* TEXTO
========================================================================
Para Jair Bolsonaro, neste momento, a pior forma de solidão deve ser a companhia dele mesmo. Encerrado seu sketch cômico no Alvorada contra as urnas eletrônicas, viu que estava falando sozinho. Nenhum dos embaixadores o aplaudiu e, ao sair dali, todos alertaram seus governos para a possibilidade de uma versão roceira da arruaça de Donald Trump em 6 de janeiro de 2021. Habituado a governar no tapa, Bolsonaro pode ter sentido a mão se voltar contra a sua própria face.
Nas 48 horas seguintes, o Departamento de Estado dos EUA, escolado em trumpices, declarou que as eleições brasileiras são um modelo para o hemisfério e o mundo. A mídia internacional repudiou em massa a encenação e organismos da área econômica insinuaram que uma aventura, de inspiração óbvia e desfecho conhecido, não fará bem aos negócios do Brasil.
========================================================================
* LISTAGEM DE DADOS

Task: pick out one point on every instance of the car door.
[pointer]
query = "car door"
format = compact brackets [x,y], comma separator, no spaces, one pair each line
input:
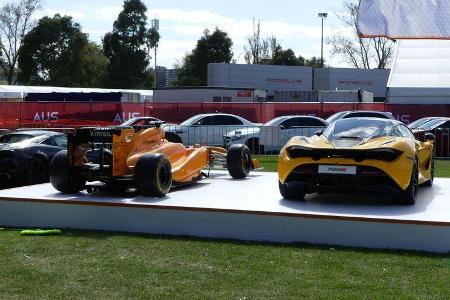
[442,143]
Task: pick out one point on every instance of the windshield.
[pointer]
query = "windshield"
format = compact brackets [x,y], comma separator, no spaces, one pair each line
[14,138]
[189,121]
[336,116]
[275,121]
[357,129]
[430,124]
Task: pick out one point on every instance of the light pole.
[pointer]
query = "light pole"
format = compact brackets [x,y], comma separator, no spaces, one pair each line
[322,16]
[155,26]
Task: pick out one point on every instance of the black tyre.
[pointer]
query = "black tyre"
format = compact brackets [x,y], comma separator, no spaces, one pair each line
[153,175]
[37,171]
[239,161]
[292,190]
[408,196]
[62,177]
[430,181]
[172,137]
[253,146]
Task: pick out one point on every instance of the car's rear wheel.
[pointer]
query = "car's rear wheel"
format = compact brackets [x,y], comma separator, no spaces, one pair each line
[37,171]
[408,196]
[153,175]
[62,177]
[430,181]
[239,161]
[292,190]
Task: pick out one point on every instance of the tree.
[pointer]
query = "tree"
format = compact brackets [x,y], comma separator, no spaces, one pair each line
[15,22]
[127,47]
[257,50]
[314,62]
[362,53]
[54,53]
[94,66]
[210,48]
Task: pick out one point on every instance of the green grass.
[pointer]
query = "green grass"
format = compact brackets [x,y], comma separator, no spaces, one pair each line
[113,265]
[269,164]
[103,265]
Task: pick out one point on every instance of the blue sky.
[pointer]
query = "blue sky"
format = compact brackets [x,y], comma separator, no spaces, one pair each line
[295,23]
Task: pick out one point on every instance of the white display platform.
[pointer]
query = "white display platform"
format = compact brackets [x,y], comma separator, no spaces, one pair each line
[250,209]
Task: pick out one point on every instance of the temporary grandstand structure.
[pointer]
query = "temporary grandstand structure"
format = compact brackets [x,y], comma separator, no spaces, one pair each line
[420,73]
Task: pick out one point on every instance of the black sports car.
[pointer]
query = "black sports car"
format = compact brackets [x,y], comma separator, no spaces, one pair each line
[25,156]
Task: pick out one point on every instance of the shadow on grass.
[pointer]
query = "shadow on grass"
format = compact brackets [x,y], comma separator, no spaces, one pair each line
[101,235]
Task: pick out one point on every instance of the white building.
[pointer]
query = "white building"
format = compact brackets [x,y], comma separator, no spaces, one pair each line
[265,77]
[373,80]
[209,94]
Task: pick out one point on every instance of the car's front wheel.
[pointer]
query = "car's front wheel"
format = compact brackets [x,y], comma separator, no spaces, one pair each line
[239,161]
[153,175]
[292,190]
[408,196]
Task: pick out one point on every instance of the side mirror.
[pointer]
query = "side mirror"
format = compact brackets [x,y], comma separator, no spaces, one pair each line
[429,137]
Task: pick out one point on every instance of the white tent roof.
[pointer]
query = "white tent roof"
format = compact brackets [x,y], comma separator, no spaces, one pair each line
[420,72]
[49,89]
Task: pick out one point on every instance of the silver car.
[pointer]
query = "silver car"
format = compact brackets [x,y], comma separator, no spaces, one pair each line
[272,136]
[206,129]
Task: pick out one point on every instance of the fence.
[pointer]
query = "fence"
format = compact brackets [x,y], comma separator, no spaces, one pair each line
[60,114]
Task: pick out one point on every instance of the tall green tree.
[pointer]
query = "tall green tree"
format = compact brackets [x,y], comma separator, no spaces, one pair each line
[126,47]
[53,54]
[95,65]
[15,21]
[211,48]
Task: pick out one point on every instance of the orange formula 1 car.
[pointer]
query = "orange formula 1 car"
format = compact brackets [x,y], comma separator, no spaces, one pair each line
[141,158]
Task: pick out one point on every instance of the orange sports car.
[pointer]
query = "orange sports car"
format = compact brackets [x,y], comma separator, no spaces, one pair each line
[138,157]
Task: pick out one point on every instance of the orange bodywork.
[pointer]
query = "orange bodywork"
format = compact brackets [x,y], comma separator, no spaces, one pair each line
[186,162]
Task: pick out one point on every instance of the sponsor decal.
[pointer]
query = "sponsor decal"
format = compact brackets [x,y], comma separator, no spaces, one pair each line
[356,82]
[281,80]
[327,169]
[46,116]
[122,117]
[246,94]
[150,142]
[99,133]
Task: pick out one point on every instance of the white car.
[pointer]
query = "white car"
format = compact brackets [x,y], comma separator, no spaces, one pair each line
[206,129]
[272,136]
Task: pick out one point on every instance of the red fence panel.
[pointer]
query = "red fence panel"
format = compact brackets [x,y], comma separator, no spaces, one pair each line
[49,114]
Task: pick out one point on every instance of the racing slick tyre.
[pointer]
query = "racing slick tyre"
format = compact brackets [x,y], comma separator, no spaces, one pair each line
[62,177]
[239,161]
[408,196]
[292,190]
[37,171]
[153,175]
[430,181]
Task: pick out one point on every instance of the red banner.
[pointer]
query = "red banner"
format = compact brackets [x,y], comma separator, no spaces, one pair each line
[51,114]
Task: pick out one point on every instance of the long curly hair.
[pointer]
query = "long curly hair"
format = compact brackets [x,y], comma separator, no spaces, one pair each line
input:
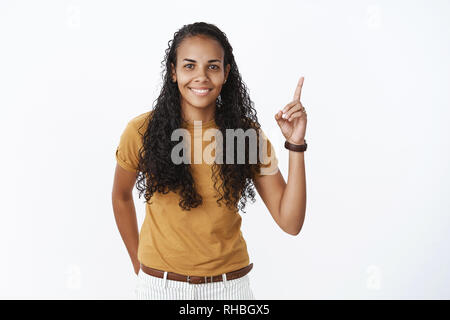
[234,109]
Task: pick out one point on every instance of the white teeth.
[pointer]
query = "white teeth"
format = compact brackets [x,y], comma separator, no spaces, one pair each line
[200,91]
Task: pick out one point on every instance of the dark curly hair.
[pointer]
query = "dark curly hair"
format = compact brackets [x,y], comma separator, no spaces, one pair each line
[234,109]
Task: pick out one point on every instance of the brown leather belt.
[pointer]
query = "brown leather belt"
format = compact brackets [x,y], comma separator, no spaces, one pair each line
[196,279]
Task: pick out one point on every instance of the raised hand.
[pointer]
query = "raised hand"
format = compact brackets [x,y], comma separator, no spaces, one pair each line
[292,118]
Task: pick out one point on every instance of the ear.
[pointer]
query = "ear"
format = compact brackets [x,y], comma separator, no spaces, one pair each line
[227,71]
[173,73]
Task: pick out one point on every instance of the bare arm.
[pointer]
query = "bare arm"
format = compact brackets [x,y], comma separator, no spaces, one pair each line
[286,202]
[125,212]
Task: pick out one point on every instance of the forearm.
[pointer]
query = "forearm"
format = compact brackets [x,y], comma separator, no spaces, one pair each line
[125,216]
[293,200]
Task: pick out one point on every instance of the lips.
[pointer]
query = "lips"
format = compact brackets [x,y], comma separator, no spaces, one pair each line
[200,91]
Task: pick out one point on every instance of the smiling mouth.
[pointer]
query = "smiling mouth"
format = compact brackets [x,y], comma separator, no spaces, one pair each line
[200,93]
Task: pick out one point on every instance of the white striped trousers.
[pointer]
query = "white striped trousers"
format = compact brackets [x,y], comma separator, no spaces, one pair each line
[153,288]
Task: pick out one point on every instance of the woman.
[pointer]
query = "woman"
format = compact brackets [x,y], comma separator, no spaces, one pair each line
[190,245]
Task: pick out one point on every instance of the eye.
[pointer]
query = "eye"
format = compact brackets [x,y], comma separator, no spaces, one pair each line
[213,65]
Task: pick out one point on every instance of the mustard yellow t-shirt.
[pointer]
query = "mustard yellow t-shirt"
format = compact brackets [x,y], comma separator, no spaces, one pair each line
[204,241]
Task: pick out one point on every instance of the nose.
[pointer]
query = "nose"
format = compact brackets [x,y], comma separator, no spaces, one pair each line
[201,75]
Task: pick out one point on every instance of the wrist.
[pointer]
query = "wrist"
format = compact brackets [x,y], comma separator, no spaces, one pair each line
[298,142]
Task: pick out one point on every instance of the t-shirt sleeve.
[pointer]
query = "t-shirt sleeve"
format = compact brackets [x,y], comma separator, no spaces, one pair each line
[269,161]
[127,152]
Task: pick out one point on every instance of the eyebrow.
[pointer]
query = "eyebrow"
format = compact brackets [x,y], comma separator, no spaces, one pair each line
[214,60]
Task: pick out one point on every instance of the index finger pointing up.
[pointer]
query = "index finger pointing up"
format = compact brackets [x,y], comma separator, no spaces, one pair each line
[298,90]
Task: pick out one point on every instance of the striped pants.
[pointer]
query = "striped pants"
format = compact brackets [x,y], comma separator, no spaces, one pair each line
[153,288]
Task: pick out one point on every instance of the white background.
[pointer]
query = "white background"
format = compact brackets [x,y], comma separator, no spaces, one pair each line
[73,73]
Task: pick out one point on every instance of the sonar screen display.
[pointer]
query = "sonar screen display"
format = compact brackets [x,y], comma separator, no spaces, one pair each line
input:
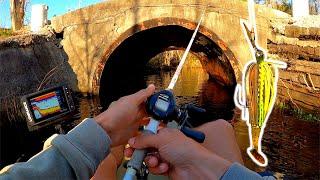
[48,104]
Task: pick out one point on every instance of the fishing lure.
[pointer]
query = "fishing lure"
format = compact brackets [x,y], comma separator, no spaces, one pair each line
[257,93]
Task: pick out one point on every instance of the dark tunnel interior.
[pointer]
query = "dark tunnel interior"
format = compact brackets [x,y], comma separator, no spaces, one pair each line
[124,70]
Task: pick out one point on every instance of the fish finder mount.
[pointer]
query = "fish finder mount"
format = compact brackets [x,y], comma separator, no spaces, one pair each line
[48,107]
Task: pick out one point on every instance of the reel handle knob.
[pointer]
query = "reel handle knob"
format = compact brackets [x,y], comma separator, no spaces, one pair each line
[193,134]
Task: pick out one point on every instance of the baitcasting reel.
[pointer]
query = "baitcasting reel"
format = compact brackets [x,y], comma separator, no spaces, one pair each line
[162,108]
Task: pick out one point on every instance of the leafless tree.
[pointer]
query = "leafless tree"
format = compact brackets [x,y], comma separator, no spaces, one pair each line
[17,11]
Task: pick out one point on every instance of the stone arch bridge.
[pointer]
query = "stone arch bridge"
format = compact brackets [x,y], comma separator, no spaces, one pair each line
[128,33]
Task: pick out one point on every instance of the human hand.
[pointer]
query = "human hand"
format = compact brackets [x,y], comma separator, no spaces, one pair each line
[180,156]
[121,119]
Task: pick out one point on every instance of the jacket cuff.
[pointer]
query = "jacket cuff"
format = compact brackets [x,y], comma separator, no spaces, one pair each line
[237,171]
[85,146]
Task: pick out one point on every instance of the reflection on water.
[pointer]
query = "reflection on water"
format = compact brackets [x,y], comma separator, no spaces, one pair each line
[291,145]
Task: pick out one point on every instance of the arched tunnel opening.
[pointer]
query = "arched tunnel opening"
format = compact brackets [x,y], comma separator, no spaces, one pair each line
[126,70]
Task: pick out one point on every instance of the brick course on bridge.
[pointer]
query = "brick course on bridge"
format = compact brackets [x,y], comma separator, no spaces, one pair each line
[91,34]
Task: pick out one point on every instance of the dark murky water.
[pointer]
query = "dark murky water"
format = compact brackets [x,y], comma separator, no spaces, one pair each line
[291,145]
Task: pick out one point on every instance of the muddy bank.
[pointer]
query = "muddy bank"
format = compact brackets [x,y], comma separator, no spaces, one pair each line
[28,63]
[297,43]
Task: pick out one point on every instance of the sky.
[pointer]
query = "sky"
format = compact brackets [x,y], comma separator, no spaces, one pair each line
[56,7]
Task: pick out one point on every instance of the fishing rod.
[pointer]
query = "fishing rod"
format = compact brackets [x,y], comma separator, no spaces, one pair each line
[162,108]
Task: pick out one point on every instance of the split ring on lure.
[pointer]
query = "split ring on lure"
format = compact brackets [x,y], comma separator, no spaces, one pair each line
[257,93]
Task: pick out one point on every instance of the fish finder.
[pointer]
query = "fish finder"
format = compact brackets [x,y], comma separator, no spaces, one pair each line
[47,107]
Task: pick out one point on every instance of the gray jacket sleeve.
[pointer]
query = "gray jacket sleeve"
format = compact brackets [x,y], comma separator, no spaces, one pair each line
[75,155]
[239,172]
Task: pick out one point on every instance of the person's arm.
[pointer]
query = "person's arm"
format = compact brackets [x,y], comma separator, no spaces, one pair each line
[75,155]
[183,158]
========================================================================
* INSTRUÇÃO A
No texto sobre Bolsonaro e os embaixadores, o que o Departamento de Estado dos EUA declarou sobre as eleições brasileiras?
* INSTRUÇÃO B
Copie do texto sobre Bolsonaro e os embaixadores tudo o que vai de "Para Jair Bolsonaro, neste" até "sua própria face.".

* RESPOSTA COMPLETA A
Que elas são um modelo para o hemisfério e o mundo.

* RESPOSTA COMPLETA B
Para Jair Bolsonaro, neste momento, a pior forma de solidão deve ser a companhia dele mesmo. Encerrado seu sketch cômico no Alvorada contra as urnas eletrônicas, viu que estava falando sozinho. Nenhum dos embaixadores o aplaudiu e, ao sair dali, todos alertaram seus governos para a possibilidade de uma versão roceira da arruaça de Donald Trump em 6 de janeiro de 2021. Habituado a governar no tapa, Bolsonaro pode ter sentido a mão se voltar contra a sua própria face.